**Exercise brief**
Reproduce all of the data below without alteration; exclude every picture.

Segmentation annotation records
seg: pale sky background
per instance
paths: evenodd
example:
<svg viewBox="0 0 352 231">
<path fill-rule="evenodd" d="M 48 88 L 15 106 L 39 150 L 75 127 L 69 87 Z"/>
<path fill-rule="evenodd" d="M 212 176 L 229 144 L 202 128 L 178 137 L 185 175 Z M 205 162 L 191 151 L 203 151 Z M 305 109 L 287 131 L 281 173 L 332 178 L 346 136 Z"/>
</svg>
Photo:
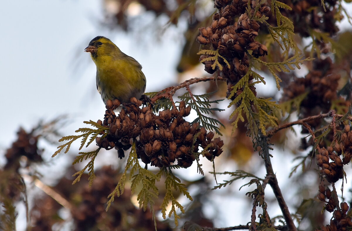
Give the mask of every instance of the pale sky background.
<svg viewBox="0 0 352 231">
<path fill-rule="evenodd" d="M 167 31 L 163 37 L 166 39 L 157 43 L 148 40 L 147 35 L 139 37 L 111 31 L 96 23 L 97 19 L 104 17 L 102 4 L 98 0 L 1 1 L 0 166 L 5 161 L 1 156 L 15 139 L 20 126 L 28 130 L 41 119 L 48 121 L 65 114 L 70 118 L 70 123 L 61 131 L 67 135 L 85 126 L 83 121 L 102 118 L 105 108 L 95 88 L 95 67 L 89 55 L 83 52 L 96 36 L 109 38 L 122 51 L 141 63 L 147 79 L 147 92 L 174 84 L 176 62 L 183 42 L 177 34 L 182 30 Z M 352 13 L 350 6 L 348 8 Z M 147 17 L 146 20 L 149 18 Z M 351 27 L 345 20 L 342 27 Z M 147 33 L 150 29 L 146 27 L 141 33 Z M 43 145 L 46 147 L 45 144 Z M 46 148 L 46 160 L 50 160 L 55 150 L 50 148 Z M 64 158 L 57 160 L 56 165 L 71 163 Z M 292 165 L 291 160 L 287 158 L 274 158 L 273 162 L 278 160 L 282 166 Z M 221 170 L 233 171 L 233 163 L 222 166 Z M 182 170 L 186 175 L 191 175 L 195 167 Z M 277 170 L 278 175 L 282 177 L 279 182 L 289 183 L 287 172 L 290 168 L 283 169 Z M 51 170 L 59 175 L 55 168 Z M 221 179 L 219 177 L 218 180 Z M 238 189 L 241 183 L 235 184 L 234 188 Z M 246 197 L 244 195 L 246 190 L 240 192 L 243 198 Z M 214 199 L 223 211 L 233 211 L 233 208 L 247 205 L 246 200 L 233 198 L 225 201 L 219 191 Z M 294 195 L 289 195 L 289 200 L 290 196 L 294 198 Z M 207 212 L 210 214 L 213 211 Z M 245 220 L 249 220 L 249 214 L 244 214 Z M 216 225 L 220 227 L 243 223 L 235 222 L 233 216 L 227 213 Z"/>
</svg>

**Answer for the task**
seg: pale sky background
per instance
paths: evenodd
example:
<svg viewBox="0 0 352 231">
<path fill-rule="evenodd" d="M 48 88 L 15 106 L 39 150 L 75 127 L 69 87 Z"/>
<path fill-rule="evenodd" d="M 212 176 L 229 144 L 202 128 L 178 137 L 185 175 Z M 205 162 L 191 151 L 203 151 Z M 305 109 L 287 131 L 281 173 L 332 178 L 346 136 Z"/>
</svg>
Photo:
Give the mask of every instance of the pale sky background.
<svg viewBox="0 0 352 231">
<path fill-rule="evenodd" d="M 167 31 L 163 37 L 166 39 L 157 43 L 148 40 L 147 35 L 139 37 L 111 31 L 96 23 L 97 19 L 104 17 L 102 4 L 98 0 L 1 1 L 0 166 L 5 161 L 1 156 L 15 139 L 20 126 L 28 130 L 41 119 L 48 121 L 65 114 L 70 118 L 70 123 L 61 131 L 67 135 L 85 126 L 83 121 L 102 118 L 105 108 L 95 88 L 95 67 L 89 55 L 83 52 L 96 36 L 109 38 L 122 51 L 141 63 L 147 79 L 147 92 L 174 84 L 176 62 L 183 42 L 177 34 L 182 30 Z M 352 13 L 350 6 L 348 8 Z M 147 17 L 146 20 L 149 18 Z M 351 27 L 345 20 L 342 27 Z M 147 33 L 150 29 L 146 27 L 141 33 Z M 43 145 L 46 147 L 45 144 Z M 46 148 L 46 160 L 50 160 L 55 150 L 50 148 Z M 64 158 L 57 160 L 56 165 L 71 163 Z M 292 165 L 291 160 L 287 158 L 274 158 L 273 162 L 278 160 L 282 166 Z M 221 170 L 233 171 L 233 163 L 222 166 Z M 182 170 L 186 175 L 191 175 L 195 167 Z M 277 170 L 278 175 L 282 177 L 279 182 L 289 183 L 287 172 L 290 168 L 283 169 Z M 51 170 L 59 175 L 55 168 Z M 221 179 L 219 177 L 218 180 Z M 238 189 L 241 183 L 235 184 L 234 188 Z M 246 197 L 244 195 L 246 190 L 240 192 L 243 198 Z M 214 199 L 223 211 L 233 211 L 233 208 L 247 205 L 246 200 L 233 198 L 225 201 L 219 191 Z M 294 195 L 289 195 L 289 200 L 290 196 L 294 198 Z M 207 212 L 210 214 L 213 211 Z M 245 220 L 249 220 L 249 214 L 244 214 Z M 216 225 L 220 227 L 243 223 L 235 222 L 233 216 L 227 213 Z"/>
</svg>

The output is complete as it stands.